### PROVIDED RECORDS
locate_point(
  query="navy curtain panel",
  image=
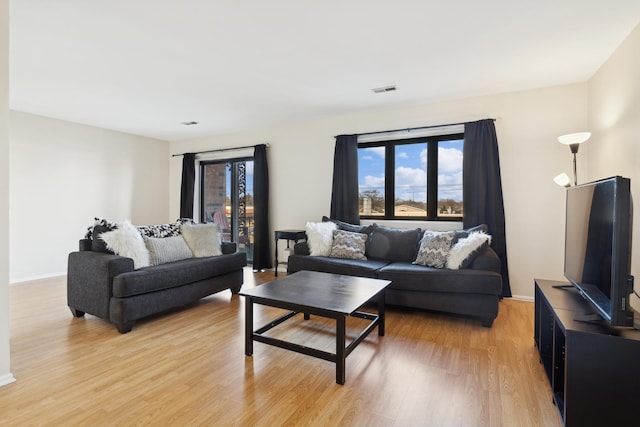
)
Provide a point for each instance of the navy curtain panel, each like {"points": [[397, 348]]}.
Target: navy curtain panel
{"points": [[261, 239], [344, 194], [188, 182], [482, 188]]}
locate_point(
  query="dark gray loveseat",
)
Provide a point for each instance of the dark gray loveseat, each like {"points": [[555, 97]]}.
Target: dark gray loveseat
{"points": [[474, 291], [107, 286]]}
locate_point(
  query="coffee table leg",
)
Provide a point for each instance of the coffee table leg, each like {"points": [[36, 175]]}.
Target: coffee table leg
{"points": [[381, 314], [248, 327], [340, 349]]}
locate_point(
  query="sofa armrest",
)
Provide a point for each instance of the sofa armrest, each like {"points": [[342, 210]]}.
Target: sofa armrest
{"points": [[228, 248], [84, 245], [90, 280], [487, 260]]}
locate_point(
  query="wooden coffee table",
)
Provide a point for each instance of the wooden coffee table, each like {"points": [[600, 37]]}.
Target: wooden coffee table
{"points": [[322, 294]]}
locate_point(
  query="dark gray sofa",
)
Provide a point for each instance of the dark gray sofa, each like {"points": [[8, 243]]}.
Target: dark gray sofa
{"points": [[474, 291], [107, 286]]}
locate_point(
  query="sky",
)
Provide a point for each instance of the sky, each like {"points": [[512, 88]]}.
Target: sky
{"points": [[410, 170]]}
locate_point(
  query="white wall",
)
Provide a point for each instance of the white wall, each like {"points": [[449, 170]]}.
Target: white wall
{"points": [[63, 175], [301, 164], [5, 365], [614, 120]]}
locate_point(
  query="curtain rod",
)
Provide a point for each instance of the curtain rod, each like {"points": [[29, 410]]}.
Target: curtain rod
{"points": [[221, 149], [410, 129]]}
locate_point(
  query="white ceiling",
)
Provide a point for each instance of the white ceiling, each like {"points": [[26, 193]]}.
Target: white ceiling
{"points": [[145, 66]]}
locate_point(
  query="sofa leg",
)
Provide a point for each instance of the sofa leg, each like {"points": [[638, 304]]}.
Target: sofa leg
{"points": [[76, 313], [486, 322], [125, 327]]}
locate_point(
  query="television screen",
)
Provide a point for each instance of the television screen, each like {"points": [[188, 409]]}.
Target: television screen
{"points": [[598, 246]]}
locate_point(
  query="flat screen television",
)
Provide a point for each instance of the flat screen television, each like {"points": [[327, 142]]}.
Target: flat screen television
{"points": [[597, 257]]}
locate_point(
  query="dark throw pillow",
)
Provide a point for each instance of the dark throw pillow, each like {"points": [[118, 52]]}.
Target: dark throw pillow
{"points": [[97, 244], [393, 244]]}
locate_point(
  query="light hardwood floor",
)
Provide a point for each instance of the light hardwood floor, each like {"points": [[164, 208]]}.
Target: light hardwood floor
{"points": [[188, 368]]}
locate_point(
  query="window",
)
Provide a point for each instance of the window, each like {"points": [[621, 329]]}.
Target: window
{"points": [[419, 178], [226, 198]]}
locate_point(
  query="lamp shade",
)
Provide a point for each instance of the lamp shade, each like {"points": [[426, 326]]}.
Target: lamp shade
{"points": [[574, 138]]}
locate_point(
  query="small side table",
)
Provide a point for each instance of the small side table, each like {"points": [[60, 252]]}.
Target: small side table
{"points": [[288, 235]]}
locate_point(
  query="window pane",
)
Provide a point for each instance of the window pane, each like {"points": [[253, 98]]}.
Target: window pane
{"points": [[371, 180], [410, 184], [215, 197], [450, 178]]}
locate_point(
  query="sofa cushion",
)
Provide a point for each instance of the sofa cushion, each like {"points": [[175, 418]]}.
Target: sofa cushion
{"points": [[174, 274], [166, 249], [203, 239], [412, 277], [434, 248], [319, 237], [349, 267], [393, 244], [348, 245]]}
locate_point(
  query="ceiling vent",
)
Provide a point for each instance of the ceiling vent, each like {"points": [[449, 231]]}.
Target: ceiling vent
{"points": [[384, 89]]}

### THE TASK
Going through the records above line by line, transcribe each one exactly and skip any pictures.

### RESPONSE BOX
locate_point(
  query="navy curtain panel",
  image=
)
Provide a point for each instance of the navy curtain panel, each like {"points": [[397, 348]]}.
Target: navy curtain panel
{"points": [[261, 239], [344, 194], [188, 182], [482, 188]]}
locate_point(
  query="dark gray loveseat",
)
Provide a point for each instance of the dark gray loveseat, each like {"points": [[555, 97]]}.
Target: dark gray loveseat
{"points": [[474, 291], [107, 286]]}
locate_point(
  query="coffee table leg",
)
Provide a point for each instance of the coffee table leg, each like {"points": [[36, 175]]}.
Target: coffee table leg
{"points": [[381, 314], [248, 327], [340, 349]]}
locate_point(
  query="sofa armrest",
)
Provide a point for each instance of the sofa armrest, each like {"points": [[342, 210]]}.
Target: sofa armrest
{"points": [[228, 248], [84, 245], [90, 280], [487, 260]]}
locate_point(
  query="wooden coffee table",
)
Provide a point for each instance of the wooden coffee table, each like {"points": [[600, 37]]}.
Target: wooden coffee table
{"points": [[322, 294]]}
locate_point(
  query="dark gray sofa",
)
Provide a point for each instance of the dark gray sofa, each like {"points": [[8, 243]]}.
Target: dark gray sofa
{"points": [[474, 291], [107, 286]]}
locate_point(
  query="sky",
)
Provide a point for each instance of the sky, each like {"points": [[512, 88]]}.
Target: sky
{"points": [[410, 170]]}
locate_point(
  query="white wall",
)
Provide a point for each instance of the white wall, each like {"points": [[449, 170]]}.
Target: white wall
{"points": [[63, 175], [301, 164], [5, 365], [614, 120]]}
locate_point(
  query="curtain rod",
)
Provide a point for each instance of the curtain rod, each like {"points": [[29, 410]]}.
Target: curtain rod
{"points": [[221, 149], [410, 129]]}
locate_point(
  query="white ceiling",
)
Provide a point for each instance of the white ceiling, each like {"points": [[26, 193]]}.
Target: white ceiling
{"points": [[145, 66]]}
locate_point(
  query="sofa leg",
)
Provide a point for each instance of the sofa leg, each like {"points": [[638, 304]]}.
Target: sofa leg
{"points": [[76, 313], [486, 322], [125, 327]]}
locate_point(
  query="television screen",
)
Provide a point for each instance of the television screen, each like {"points": [[188, 409]]}.
Target: television screen
{"points": [[598, 246]]}
locate_point(
  query="flat screen television",
)
Provide a point for each instance of the flat screen television, each like {"points": [[327, 142]]}.
Target: flat screen television
{"points": [[597, 257]]}
locate_point(
  query="dark throw pillow",
)
Provide a point for each instance of the dark throw pillow, each like {"points": [[118, 52]]}.
Target: dark throw pillow
{"points": [[97, 244], [393, 244]]}
locate_point(
  query="light hardwood floor",
)
Provide a point for each instance of the light hardwood floor, each like {"points": [[164, 208]]}.
Target: light hardwood floor
{"points": [[188, 368]]}
locate_point(
  query="window",
)
Provide a point for each instance of the window, each like {"points": [[621, 329]]}.
Target: window
{"points": [[419, 178], [226, 198]]}
locate_point(
  query="lamp shade",
)
Provide a point for each instance of the lamp shade, each like {"points": [[426, 326]]}.
Target: lamp shade
{"points": [[574, 138]]}
locate_point(
  query="small side table",
)
Provide a point for each instance of the small side table, each like {"points": [[60, 252]]}.
Target: small side table
{"points": [[288, 235]]}
locate_point(
  query="window pane",
)
Provide a point for each instance of the window pane, each like {"points": [[253, 98]]}.
Target: window pane
{"points": [[371, 180], [410, 184], [215, 197], [450, 178]]}
locate_point(
  query="sofa cushion",
)
Provide a point for each instance of the sofa cushion, each like {"points": [[175, 418]]}.
Target: sofa cushion
{"points": [[174, 274], [166, 249], [203, 239], [412, 277], [434, 248], [319, 237], [349, 267], [393, 244], [348, 245]]}
locate_point(
  query="ceiling vent",
)
Provide a point for each instance of the ceiling vent, each like {"points": [[449, 231]]}.
Target: ceiling vent
{"points": [[384, 89]]}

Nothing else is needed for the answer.